Assignment: Count only the lines of the records that hold "basket", then give the number without any other words.

Entries shown:
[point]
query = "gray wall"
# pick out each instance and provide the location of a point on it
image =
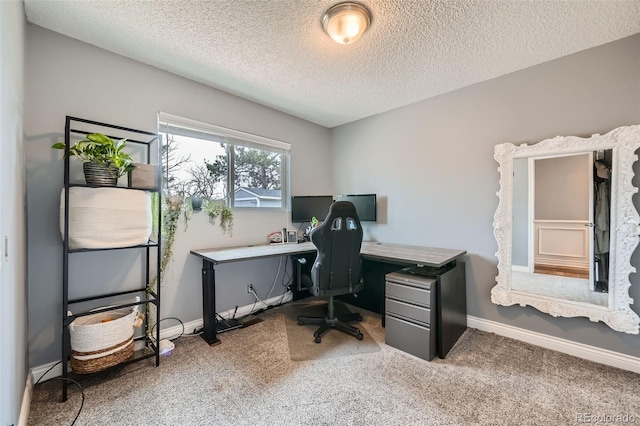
(13, 288)
(67, 77)
(442, 149)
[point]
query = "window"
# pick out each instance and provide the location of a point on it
(213, 162)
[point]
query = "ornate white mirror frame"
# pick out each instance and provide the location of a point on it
(624, 219)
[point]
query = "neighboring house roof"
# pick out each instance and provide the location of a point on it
(262, 193)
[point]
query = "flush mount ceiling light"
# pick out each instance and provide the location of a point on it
(345, 22)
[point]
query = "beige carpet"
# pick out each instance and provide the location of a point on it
(250, 380)
(334, 343)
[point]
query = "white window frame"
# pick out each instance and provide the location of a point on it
(174, 124)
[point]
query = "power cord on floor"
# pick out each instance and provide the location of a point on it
(168, 318)
(38, 383)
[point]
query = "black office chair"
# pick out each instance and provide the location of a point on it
(337, 269)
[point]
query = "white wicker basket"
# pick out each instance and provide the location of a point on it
(107, 217)
(103, 339)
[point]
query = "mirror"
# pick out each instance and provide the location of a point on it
(566, 226)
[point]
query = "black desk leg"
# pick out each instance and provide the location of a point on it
(209, 303)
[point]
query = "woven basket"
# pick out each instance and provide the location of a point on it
(102, 340)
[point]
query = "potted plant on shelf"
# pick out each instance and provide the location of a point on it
(104, 159)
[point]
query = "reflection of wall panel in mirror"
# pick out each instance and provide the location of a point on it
(516, 282)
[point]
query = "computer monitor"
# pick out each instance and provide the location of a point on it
(304, 207)
(365, 205)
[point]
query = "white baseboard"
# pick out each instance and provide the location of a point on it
(591, 353)
(26, 402)
(171, 332)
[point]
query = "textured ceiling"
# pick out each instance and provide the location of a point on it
(275, 52)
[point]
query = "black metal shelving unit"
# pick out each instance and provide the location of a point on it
(148, 142)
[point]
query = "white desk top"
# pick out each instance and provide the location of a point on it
(427, 256)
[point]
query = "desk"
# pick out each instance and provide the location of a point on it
(396, 254)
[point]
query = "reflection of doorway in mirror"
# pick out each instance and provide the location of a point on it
(562, 215)
(553, 228)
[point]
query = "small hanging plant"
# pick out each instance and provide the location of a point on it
(217, 210)
(176, 206)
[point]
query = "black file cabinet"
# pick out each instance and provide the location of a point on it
(425, 309)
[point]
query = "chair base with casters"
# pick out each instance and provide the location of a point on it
(331, 321)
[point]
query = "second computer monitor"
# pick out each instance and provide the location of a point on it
(305, 207)
(365, 205)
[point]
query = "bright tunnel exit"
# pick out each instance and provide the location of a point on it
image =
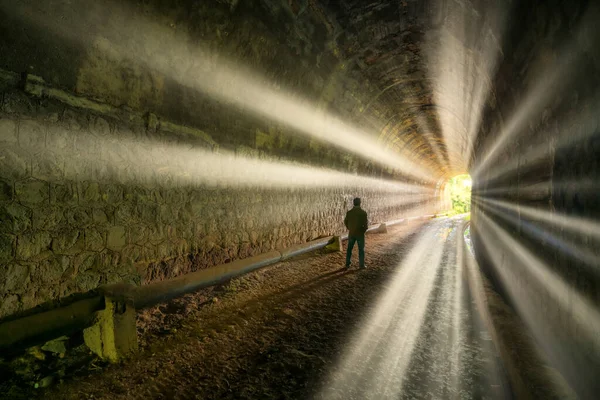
(458, 189)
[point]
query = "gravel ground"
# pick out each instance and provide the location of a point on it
(287, 330)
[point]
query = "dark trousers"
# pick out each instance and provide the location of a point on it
(360, 240)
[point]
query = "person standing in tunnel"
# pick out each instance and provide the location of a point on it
(357, 224)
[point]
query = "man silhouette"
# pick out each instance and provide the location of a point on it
(357, 224)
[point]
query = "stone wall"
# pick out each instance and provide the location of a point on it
(87, 199)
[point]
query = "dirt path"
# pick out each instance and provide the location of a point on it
(276, 333)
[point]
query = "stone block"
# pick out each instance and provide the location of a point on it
(58, 139)
(79, 217)
(63, 193)
(15, 163)
(125, 214)
(90, 192)
(100, 127)
(66, 239)
(116, 238)
(95, 240)
(8, 131)
(99, 216)
(88, 280)
(32, 135)
(32, 191)
(47, 166)
(9, 305)
(15, 218)
(51, 270)
(7, 248)
(15, 277)
(32, 244)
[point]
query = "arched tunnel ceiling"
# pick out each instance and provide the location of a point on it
(403, 47)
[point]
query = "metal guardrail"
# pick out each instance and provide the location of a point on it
(65, 320)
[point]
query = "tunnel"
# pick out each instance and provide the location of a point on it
(143, 142)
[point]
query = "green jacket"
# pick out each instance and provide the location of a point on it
(356, 221)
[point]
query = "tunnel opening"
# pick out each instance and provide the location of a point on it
(459, 190)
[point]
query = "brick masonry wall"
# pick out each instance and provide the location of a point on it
(76, 212)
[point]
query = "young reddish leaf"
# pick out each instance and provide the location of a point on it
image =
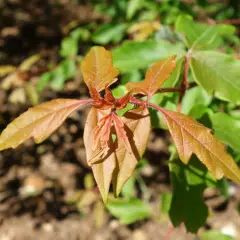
(38, 122)
(192, 137)
(123, 101)
(121, 133)
(137, 126)
(104, 165)
(102, 132)
(156, 75)
(97, 69)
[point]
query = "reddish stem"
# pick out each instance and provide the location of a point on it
(184, 84)
(139, 102)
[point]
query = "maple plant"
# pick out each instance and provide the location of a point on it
(115, 142)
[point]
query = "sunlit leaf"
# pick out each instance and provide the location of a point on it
(156, 75)
(137, 126)
(227, 129)
(38, 122)
(119, 162)
(97, 68)
(131, 56)
(192, 137)
(217, 73)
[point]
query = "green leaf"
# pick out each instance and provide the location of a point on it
(165, 202)
(227, 129)
(69, 68)
(81, 34)
(189, 182)
(190, 30)
(58, 79)
(201, 36)
(133, 6)
(109, 32)
(129, 211)
(69, 47)
(128, 189)
(214, 235)
(195, 96)
(131, 56)
(174, 78)
(217, 73)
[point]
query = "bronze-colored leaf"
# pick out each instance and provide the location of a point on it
(38, 122)
(104, 167)
(156, 75)
(137, 126)
(118, 163)
(192, 137)
(97, 69)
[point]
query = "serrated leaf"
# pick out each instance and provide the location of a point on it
(200, 36)
(38, 122)
(102, 169)
(156, 75)
(192, 137)
(129, 211)
(217, 73)
(131, 56)
(227, 129)
(118, 163)
(175, 76)
(97, 68)
(137, 126)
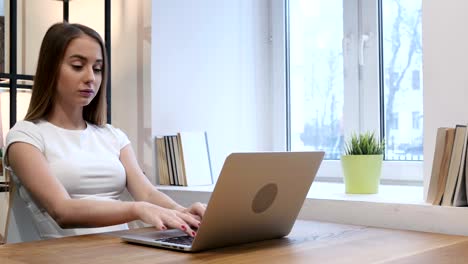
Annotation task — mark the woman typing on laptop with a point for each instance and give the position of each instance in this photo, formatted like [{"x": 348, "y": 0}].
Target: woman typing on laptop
[{"x": 69, "y": 166}]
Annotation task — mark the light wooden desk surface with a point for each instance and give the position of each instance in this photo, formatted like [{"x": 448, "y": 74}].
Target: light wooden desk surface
[{"x": 309, "y": 242}]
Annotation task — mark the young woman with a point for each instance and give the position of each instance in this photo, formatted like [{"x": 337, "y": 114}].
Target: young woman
[{"x": 70, "y": 167}]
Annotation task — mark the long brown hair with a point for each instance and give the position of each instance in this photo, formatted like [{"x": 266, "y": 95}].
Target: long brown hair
[{"x": 53, "y": 47}]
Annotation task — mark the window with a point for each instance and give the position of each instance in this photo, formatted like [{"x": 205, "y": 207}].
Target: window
[
  {"x": 354, "y": 65},
  {"x": 416, "y": 80},
  {"x": 416, "y": 120}
]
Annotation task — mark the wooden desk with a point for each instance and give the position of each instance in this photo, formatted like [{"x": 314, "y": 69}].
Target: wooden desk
[{"x": 309, "y": 242}]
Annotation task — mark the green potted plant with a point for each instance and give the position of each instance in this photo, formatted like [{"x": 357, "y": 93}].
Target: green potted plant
[{"x": 362, "y": 163}]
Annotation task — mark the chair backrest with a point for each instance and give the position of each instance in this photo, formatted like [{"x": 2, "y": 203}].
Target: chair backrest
[{"x": 20, "y": 225}]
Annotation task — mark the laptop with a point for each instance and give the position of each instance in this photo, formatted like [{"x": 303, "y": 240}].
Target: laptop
[{"x": 257, "y": 197}]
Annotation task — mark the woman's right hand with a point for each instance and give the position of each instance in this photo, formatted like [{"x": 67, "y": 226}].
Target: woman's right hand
[{"x": 162, "y": 218}]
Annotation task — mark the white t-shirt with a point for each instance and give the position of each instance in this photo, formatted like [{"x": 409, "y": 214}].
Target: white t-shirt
[{"x": 85, "y": 161}]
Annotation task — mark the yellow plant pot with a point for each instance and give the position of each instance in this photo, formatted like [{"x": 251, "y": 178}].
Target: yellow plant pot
[{"x": 362, "y": 173}]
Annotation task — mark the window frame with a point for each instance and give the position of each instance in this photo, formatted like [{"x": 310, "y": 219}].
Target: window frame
[{"x": 363, "y": 108}]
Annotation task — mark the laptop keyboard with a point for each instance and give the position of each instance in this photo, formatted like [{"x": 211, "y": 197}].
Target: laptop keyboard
[{"x": 182, "y": 240}]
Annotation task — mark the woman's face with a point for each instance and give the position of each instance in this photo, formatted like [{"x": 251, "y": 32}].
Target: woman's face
[{"x": 80, "y": 73}]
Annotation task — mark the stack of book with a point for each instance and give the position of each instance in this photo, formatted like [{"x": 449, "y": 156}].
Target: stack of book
[
  {"x": 183, "y": 159},
  {"x": 447, "y": 185}
]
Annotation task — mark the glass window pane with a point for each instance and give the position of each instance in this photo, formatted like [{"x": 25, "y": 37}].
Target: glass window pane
[
  {"x": 316, "y": 75},
  {"x": 402, "y": 57},
  {"x": 32, "y": 25},
  {"x": 3, "y": 37},
  {"x": 23, "y": 96}
]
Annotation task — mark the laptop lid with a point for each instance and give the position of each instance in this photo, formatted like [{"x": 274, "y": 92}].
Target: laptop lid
[{"x": 257, "y": 197}]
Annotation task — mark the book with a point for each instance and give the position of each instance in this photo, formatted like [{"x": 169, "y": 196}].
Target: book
[
  {"x": 455, "y": 164},
  {"x": 161, "y": 161},
  {"x": 195, "y": 158},
  {"x": 444, "y": 167},
  {"x": 183, "y": 159},
  {"x": 459, "y": 198},
  {"x": 439, "y": 152}
]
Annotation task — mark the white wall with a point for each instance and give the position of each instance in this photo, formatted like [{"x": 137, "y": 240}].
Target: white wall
[
  {"x": 445, "y": 53},
  {"x": 210, "y": 71}
]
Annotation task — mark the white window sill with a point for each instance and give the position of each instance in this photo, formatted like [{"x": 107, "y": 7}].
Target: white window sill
[{"x": 398, "y": 207}]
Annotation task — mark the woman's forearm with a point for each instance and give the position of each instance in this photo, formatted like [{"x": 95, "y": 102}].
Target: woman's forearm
[{"x": 93, "y": 213}]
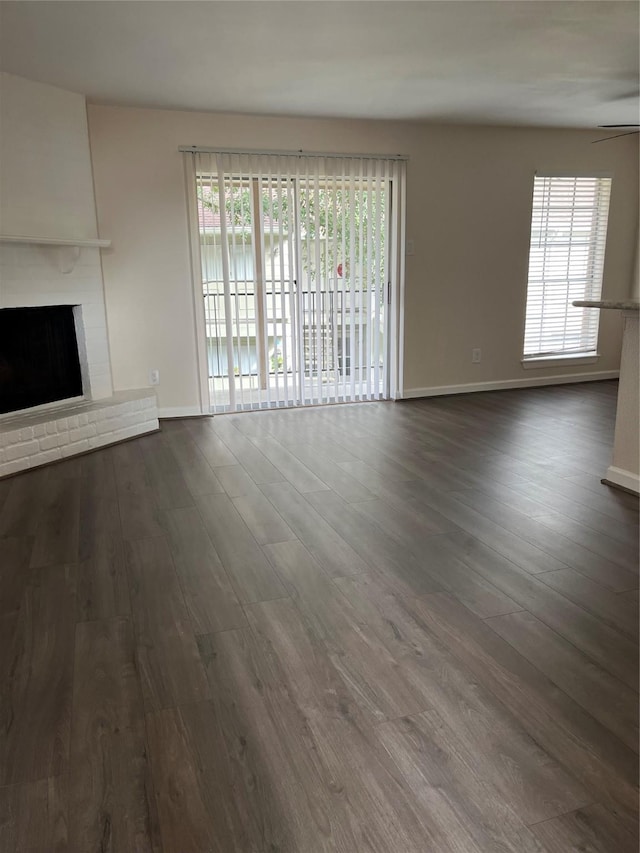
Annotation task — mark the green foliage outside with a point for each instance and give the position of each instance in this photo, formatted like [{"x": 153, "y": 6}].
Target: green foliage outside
[{"x": 349, "y": 228}]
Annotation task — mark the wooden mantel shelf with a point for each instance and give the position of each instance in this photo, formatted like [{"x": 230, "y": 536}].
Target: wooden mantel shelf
[
  {"x": 55, "y": 241},
  {"x": 67, "y": 251}
]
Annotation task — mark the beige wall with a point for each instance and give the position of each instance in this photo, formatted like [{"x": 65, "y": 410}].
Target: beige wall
[{"x": 468, "y": 211}]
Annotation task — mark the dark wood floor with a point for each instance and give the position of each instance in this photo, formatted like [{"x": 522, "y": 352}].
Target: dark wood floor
[{"x": 377, "y": 627}]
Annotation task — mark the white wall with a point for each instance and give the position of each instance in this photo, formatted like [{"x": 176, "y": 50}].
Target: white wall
[
  {"x": 468, "y": 211},
  {"x": 46, "y": 190},
  {"x": 46, "y": 184}
]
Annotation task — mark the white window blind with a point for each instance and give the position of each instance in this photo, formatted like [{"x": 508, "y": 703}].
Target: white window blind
[
  {"x": 566, "y": 259},
  {"x": 298, "y": 261}
]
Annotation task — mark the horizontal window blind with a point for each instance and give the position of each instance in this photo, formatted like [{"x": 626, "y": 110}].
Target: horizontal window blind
[{"x": 566, "y": 259}]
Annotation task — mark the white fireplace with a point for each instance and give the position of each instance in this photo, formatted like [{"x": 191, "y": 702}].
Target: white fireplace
[{"x": 33, "y": 275}]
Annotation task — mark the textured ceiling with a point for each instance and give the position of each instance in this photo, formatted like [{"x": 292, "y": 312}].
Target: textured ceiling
[{"x": 524, "y": 63}]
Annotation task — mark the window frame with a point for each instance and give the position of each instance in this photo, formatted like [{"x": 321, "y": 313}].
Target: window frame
[{"x": 594, "y": 267}]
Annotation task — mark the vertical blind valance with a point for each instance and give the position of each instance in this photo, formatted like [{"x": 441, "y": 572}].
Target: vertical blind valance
[
  {"x": 566, "y": 260},
  {"x": 298, "y": 253}
]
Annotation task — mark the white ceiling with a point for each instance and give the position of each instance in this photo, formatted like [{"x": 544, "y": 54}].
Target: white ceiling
[{"x": 530, "y": 63}]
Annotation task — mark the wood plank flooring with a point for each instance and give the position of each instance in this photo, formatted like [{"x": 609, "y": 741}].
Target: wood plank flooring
[{"x": 373, "y": 628}]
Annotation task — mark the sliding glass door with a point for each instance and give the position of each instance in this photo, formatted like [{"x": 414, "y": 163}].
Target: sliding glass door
[{"x": 296, "y": 262}]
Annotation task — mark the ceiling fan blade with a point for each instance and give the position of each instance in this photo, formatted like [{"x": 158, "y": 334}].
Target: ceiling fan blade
[{"x": 616, "y": 136}]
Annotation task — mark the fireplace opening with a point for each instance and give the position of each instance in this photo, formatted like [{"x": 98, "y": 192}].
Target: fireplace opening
[{"x": 38, "y": 357}]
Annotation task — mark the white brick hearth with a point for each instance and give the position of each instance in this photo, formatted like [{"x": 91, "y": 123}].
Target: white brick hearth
[{"x": 28, "y": 440}]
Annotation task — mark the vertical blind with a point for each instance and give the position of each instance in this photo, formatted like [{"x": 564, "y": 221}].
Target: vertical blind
[
  {"x": 298, "y": 258},
  {"x": 566, "y": 260}
]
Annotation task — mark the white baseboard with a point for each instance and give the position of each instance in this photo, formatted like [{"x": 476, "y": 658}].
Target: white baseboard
[
  {"x": 471, "y": 387},
  {"x": 624, "y": 479},
  {"x": 180, "y": 412}
]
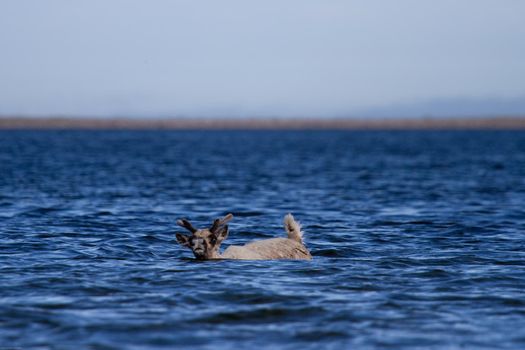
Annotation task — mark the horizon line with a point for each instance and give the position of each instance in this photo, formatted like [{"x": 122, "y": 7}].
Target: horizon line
[{"x": 257, "y": 123}]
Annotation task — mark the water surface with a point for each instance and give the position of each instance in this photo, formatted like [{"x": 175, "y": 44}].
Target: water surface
[{"x": 417, "y": 239}]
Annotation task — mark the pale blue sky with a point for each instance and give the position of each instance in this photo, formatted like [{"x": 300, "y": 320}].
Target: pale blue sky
[{"x": 256, "y": 58}]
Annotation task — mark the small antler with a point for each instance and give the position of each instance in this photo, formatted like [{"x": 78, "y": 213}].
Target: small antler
[
  {"x": 220, "y": 222},
  {"x": 186, "y": 224}
]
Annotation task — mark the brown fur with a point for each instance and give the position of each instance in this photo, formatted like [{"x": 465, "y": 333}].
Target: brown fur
[{"x": 205, "y": 243}]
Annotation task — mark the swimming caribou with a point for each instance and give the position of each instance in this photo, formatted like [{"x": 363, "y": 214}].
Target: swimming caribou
[{"x": 205, "y": 243}]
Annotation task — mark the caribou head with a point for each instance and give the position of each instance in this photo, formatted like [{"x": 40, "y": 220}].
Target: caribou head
[{"x": 204, "y": 243}]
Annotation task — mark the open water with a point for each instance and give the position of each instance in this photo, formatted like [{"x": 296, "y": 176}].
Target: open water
[{"x": 417, "y": 238}]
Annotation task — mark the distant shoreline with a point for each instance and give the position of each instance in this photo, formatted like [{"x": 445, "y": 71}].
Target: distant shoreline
[{"x": 462, "y": 123}]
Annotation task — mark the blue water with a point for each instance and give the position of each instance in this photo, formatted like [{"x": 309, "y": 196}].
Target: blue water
[{"x": 417, "y": 238}]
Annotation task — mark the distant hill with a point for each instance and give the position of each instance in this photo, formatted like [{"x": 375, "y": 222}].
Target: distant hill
[{"x": 450, "y": 107}]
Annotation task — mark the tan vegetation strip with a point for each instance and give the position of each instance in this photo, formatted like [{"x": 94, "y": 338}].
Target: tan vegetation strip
[{"x": 268, "y": 123}]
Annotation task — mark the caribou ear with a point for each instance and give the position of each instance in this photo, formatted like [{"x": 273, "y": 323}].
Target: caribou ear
[
  {"x": 222, "y": 233},
  {"x": 186, "y": 224},
  {"x": 183, "y": 239}
]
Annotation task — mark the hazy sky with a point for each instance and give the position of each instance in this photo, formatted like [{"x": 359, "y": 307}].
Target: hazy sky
[{"x": 234, "y": 58}]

Solution for this exercise: 2